Problem details -
Using the listing that follows, filter out every line lacking the string "forest" and return the rest.

Data to examine -
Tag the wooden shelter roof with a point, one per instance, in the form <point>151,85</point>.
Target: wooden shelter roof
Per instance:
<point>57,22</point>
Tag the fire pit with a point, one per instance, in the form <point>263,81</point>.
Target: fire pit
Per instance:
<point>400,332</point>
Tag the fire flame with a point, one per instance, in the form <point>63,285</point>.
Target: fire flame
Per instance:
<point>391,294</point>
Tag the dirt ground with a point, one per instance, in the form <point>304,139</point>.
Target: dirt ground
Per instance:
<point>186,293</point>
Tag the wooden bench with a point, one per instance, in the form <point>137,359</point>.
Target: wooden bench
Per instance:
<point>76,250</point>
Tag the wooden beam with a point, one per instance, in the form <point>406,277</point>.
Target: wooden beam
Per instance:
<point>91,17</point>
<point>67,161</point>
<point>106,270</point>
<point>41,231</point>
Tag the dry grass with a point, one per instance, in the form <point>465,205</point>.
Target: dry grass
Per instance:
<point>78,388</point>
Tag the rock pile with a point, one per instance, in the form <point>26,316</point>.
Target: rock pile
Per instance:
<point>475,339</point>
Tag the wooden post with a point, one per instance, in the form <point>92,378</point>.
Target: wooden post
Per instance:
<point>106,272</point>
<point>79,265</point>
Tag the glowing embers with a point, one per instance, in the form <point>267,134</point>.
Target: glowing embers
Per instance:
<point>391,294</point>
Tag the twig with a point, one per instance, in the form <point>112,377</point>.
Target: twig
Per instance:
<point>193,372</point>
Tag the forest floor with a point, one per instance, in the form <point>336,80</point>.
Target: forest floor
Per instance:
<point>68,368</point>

Expected answer -
Tag the forest floor with a point, one per instance, in the form <point>336,80</point>.
Target: forest floor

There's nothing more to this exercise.